RECORD EXCERPTS start
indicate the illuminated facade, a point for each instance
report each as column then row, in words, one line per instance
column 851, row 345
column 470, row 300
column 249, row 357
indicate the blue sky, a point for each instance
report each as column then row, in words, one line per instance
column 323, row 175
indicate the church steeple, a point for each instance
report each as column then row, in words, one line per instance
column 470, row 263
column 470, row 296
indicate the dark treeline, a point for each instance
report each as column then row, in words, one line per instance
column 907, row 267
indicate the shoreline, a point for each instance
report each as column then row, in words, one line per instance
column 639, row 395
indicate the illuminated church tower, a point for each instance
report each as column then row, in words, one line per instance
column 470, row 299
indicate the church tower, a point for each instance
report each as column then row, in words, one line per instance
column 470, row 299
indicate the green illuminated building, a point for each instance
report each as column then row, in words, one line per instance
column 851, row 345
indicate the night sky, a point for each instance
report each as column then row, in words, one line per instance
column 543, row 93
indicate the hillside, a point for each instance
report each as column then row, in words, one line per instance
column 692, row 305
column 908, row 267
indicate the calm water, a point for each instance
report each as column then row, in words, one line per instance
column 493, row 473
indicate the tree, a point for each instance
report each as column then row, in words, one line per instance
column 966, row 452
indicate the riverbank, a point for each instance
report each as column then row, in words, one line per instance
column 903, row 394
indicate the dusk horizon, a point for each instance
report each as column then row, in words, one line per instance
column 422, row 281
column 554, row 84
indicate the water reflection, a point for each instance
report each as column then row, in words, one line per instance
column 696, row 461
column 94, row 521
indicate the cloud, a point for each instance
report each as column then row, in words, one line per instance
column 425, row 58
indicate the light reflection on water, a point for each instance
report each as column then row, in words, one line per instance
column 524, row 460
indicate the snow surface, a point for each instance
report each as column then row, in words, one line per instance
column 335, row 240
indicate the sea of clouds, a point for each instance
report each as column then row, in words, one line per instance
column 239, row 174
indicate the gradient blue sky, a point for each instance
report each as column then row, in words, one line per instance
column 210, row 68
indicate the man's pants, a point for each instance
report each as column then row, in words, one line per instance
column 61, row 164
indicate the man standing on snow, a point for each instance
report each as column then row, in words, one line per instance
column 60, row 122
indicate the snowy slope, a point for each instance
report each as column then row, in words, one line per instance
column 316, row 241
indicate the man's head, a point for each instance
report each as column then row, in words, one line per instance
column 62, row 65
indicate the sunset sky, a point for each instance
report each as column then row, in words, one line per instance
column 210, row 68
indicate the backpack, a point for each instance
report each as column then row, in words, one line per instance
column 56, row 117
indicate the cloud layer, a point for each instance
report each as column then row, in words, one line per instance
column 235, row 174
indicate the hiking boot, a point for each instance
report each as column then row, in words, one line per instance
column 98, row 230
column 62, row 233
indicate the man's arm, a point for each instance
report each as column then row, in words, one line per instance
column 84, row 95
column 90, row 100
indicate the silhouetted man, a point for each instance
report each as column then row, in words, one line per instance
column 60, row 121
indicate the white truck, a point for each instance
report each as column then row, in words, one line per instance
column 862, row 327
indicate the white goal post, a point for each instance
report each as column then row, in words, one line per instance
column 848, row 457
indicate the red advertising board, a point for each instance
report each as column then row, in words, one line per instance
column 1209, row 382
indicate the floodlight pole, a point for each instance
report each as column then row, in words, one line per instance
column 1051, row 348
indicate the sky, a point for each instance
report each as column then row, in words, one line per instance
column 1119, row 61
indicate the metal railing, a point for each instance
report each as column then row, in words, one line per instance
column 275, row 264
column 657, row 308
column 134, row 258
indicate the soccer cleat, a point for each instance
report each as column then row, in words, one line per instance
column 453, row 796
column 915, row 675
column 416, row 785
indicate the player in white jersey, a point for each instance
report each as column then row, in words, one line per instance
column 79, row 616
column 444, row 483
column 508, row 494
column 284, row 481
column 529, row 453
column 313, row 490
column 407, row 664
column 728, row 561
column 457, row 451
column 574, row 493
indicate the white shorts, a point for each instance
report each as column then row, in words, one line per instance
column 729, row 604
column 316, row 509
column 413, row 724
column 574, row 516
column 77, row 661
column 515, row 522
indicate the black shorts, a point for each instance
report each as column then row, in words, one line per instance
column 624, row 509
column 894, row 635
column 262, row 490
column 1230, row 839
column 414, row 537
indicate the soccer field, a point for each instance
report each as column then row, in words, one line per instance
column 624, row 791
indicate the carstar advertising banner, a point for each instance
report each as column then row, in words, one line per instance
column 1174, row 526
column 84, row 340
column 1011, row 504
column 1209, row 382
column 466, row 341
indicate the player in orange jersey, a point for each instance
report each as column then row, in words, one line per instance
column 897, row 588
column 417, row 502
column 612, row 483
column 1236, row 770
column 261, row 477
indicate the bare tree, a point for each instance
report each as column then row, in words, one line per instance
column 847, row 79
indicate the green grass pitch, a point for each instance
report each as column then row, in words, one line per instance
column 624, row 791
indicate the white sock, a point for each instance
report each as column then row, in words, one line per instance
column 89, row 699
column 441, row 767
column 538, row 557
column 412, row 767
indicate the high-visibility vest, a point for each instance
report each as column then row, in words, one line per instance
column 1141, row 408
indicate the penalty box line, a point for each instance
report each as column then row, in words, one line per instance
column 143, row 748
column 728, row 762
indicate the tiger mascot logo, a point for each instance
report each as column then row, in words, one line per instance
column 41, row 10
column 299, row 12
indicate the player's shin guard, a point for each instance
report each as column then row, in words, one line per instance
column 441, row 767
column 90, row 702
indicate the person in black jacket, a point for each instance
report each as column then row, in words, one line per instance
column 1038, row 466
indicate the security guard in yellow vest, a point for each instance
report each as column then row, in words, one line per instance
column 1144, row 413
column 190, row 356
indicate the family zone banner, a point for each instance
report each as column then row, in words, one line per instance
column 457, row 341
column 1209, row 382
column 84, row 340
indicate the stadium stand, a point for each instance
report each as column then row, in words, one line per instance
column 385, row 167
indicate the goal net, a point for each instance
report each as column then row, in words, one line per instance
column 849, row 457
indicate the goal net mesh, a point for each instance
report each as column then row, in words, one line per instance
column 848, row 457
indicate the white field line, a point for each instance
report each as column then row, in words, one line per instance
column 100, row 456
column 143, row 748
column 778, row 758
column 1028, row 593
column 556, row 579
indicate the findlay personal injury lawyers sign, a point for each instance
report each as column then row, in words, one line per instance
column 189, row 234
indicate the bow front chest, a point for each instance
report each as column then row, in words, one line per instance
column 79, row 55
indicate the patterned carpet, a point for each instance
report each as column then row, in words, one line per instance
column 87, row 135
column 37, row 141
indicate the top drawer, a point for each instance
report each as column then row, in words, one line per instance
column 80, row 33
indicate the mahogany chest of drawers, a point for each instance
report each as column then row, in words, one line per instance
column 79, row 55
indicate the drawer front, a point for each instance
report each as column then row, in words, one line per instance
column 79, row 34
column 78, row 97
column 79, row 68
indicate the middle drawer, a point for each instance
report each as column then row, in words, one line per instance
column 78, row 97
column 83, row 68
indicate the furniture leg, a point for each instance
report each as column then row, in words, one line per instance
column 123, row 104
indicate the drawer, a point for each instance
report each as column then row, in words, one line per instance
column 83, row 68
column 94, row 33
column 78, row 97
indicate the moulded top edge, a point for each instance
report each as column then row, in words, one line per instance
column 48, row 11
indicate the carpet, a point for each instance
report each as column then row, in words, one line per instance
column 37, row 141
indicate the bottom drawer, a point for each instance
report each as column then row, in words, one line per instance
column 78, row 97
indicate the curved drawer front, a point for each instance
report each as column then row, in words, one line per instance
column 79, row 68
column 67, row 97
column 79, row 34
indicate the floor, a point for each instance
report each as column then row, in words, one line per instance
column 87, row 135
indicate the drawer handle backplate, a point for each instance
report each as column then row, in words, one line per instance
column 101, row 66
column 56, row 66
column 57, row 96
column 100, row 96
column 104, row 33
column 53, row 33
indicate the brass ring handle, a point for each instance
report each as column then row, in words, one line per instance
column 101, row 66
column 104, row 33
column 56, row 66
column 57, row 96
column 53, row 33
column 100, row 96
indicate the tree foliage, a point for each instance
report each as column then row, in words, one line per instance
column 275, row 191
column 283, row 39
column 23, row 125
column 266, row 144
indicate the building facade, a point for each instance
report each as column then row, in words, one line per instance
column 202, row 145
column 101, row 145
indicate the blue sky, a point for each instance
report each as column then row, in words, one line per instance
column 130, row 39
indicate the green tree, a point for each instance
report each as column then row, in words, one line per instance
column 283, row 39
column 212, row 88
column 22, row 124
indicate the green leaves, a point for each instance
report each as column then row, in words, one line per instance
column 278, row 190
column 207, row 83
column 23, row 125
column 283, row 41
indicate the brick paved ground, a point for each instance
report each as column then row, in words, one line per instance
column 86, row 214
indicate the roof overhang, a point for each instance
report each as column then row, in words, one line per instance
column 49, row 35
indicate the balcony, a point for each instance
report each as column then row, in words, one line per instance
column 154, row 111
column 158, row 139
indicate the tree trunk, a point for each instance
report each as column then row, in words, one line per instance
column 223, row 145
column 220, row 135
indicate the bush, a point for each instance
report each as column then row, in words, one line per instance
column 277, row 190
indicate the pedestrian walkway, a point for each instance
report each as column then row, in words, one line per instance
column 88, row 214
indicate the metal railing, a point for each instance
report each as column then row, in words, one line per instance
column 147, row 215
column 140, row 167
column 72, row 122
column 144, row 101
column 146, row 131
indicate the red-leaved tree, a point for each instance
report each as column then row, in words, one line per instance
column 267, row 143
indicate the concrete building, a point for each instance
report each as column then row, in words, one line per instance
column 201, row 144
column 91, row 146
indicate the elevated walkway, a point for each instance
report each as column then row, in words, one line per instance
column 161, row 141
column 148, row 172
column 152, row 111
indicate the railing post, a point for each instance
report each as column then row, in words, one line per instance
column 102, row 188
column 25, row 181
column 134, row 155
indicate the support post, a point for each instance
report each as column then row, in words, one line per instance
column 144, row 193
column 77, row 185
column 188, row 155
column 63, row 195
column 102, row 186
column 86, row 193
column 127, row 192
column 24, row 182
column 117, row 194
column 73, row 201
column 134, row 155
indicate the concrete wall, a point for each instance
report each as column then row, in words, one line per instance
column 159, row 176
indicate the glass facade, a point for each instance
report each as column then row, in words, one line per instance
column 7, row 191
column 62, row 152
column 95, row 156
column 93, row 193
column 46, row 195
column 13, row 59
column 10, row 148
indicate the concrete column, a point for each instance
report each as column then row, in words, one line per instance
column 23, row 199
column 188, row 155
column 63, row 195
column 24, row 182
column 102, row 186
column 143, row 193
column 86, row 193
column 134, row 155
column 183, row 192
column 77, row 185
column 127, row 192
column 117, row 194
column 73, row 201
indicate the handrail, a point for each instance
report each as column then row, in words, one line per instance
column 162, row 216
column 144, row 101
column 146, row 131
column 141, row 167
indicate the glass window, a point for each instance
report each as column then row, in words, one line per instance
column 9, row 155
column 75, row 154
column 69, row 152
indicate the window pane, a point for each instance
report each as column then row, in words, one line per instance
RECORD EXCERPTS end
PROBLEM TO WORK ON:
Repeat the line that contains "indicate the handrail, a", then every line after it until the records end, with nothing added.

TASK RESPONSE:
indicate the handrail, a point for each instance
report each as column then row, in words, one line per instance
column 162, row 216
column 144, row 101
column 146, row 131
column 141, row 167
indicate the glass window, a point for each instance
report each as column then row, in words, one line per instance
column 9, row 155
column 75, row 154
column 69, row 152
indicate the window pane, a point for each instance
report each as column then row, in words, one line per instance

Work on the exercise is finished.